▶ WORK TO DO: Swap "Isolate" for "Locate" everywhere it occurs in the data below, and reproduce every line with nothing else altered.

▶ EXERCISE MATERIALS:
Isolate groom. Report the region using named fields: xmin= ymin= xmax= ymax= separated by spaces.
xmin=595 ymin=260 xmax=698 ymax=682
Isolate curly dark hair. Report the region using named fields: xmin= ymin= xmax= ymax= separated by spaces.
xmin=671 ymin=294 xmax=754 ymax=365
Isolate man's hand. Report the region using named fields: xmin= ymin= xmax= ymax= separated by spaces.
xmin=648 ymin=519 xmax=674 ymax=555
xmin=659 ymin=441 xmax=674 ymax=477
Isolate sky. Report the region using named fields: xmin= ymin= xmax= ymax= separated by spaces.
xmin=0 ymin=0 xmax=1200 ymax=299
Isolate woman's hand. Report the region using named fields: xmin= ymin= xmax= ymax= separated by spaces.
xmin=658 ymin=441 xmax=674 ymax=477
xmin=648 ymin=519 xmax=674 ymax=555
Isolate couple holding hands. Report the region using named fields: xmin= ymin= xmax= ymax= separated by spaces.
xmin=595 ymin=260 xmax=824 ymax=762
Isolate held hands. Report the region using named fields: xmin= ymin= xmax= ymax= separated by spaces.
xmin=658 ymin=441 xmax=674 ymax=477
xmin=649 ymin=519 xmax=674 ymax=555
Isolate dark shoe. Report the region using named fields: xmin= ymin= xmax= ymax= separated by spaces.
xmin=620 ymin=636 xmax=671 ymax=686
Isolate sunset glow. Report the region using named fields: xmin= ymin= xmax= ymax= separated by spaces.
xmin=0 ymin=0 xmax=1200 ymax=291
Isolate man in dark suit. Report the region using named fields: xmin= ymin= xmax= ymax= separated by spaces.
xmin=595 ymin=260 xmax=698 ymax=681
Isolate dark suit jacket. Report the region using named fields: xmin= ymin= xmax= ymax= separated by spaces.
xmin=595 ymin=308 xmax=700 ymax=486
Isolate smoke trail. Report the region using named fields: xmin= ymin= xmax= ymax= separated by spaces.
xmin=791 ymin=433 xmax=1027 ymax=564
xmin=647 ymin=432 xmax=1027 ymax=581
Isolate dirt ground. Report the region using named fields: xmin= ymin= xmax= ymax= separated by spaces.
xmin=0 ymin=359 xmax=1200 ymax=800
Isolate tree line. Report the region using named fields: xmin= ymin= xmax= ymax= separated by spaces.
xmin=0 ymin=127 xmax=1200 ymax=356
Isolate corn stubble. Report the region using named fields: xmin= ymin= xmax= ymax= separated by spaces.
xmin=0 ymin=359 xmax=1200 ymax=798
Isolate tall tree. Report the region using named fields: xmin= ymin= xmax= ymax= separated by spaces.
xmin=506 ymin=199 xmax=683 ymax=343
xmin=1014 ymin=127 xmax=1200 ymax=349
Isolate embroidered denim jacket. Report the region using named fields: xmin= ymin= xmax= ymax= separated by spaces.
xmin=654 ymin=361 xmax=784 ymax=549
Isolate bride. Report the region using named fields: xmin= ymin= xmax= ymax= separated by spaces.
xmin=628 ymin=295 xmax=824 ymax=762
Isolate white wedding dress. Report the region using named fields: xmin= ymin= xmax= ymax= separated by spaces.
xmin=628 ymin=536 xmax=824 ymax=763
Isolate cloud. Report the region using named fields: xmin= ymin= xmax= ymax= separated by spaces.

▶ THE RESULT:
Locate groom. Report the region using named fields: xmin= ymin= xmax= ymax= separated by spaces.
xmin=595 ymin=260 xmax=698 ymax=682
Locate curly dark hair. Report the region using named fields: xmin= ymin= xmax= ymax= separated by spaces.
xmin=671 ymin=294 xmax=754 ymax=365
Locate man's hand. Report the region using named fields: xmin= ymin= xmax= ymax= separated by spaces.
xmin=648 ymin=519 xmax=674 ymax=555
xmin=659 ymin=441 xmax=674 ymax=477
Locate sky. Report the region using named fields: xmin= ymin= xmax= ymax= separated by spaces.
xmin=0 ymin=0 xmax=1200 ymax=299
Locate woman's hand. Report the region using named fields: xmin= ymin= xmax= ymax= separated by spaces.
xmin=658 ymin=441 xmax=674 ymax=477
xmin=648 ymin=519 xmax=674 ymax=555
Locate couple holding hands. Report the region using named fields: xmin= ymin= xmax= ymax= separated by spaces.
xmin=595 ymin=260 xmax=824 ymax=762
Locate held hands. Report the region using named fields: xmin= ymin= xmax= ymax= separated by spaces.
xmin=658 ymin=441 xmax=674 ymax=477
xmin=649 ymin=519 xmax=674 ymax=555
Locate dark shoe. Report the region using named fields: xmin= ymin= xmax= ymax= separated by spaces.
xmin=620 ymin=636 xmax=671 ymax=686
Locate sunset glow. Report the region using named fields: xmin= ymin= xmax= ymax= separated by spaces.
xmin=0 ymin=0 xmax=1200 ymax=291
Locate man in dark suit. Report the region using named fields: xmin= ymin= xmax= ymax= separated by spaces.
xmin=595 ymin=260 xmax=698 ymax=681
Locate dark suit jacket. Report the region using named fields: xmin= ymin= xmax= ymax= separated by spaces.
xmin=595 ymin=308 xmax=700 ymax=486
Locate smoke trail. Report the region using named fields: xmin= ymin= xmax= ymax= separated by spaces.
xmin=791 ymin=433 xmax=1027 ymax=564
xmin=647 ymin=432 xmax=1027 ymax=581
Locate dirt ground. Report the region using named fields: xmin= ymin= xmax= ymax= separated by spaces.
xmin=0 ymin=359 xmax=1200 ymax=800
Locate tree line. Report the region using named fields: xmin= ymin= xmax= ymax= separated by spaces.
xmin=0 ymin=127 xmax=1200 ymax=356
Locate corn stubble. Report the region using named fields: xmin= ymin= xmax= ymax= separated by spaces.
xmin=0 ymin=359 xmax=1200 ymax=798
Locate tall tree. Report the region using named fields: xmin= ymin= xmax= ymax= separated by spaces.
xmin=506 ymin=199 xmax=683 ymax=343
xmin=1014 ymin=127 xmax=1200 ymax=349
Locate embroidered denim jacket. Report the region using named fields: xmin= ymin= xmax= ymax= separated by spaces.
xmin=654 ymin=361 xmax=784 ymax=549
Locate bride. Report the region using named fields: xmin= ymin= xmax= ymax= separated by spaces.
xmin=628 ymin=295 xmax=824 ymax=762
Locate white wedding dress. Report the region using named fields: xmin= ymin= xmax= ymax= separated by spaces.
xmin=628 ymin=536 xmax=824 ymax=763
Locate cloud. Report the region using named fields: xmin= ymin= xmax= ymax= separated by spaces.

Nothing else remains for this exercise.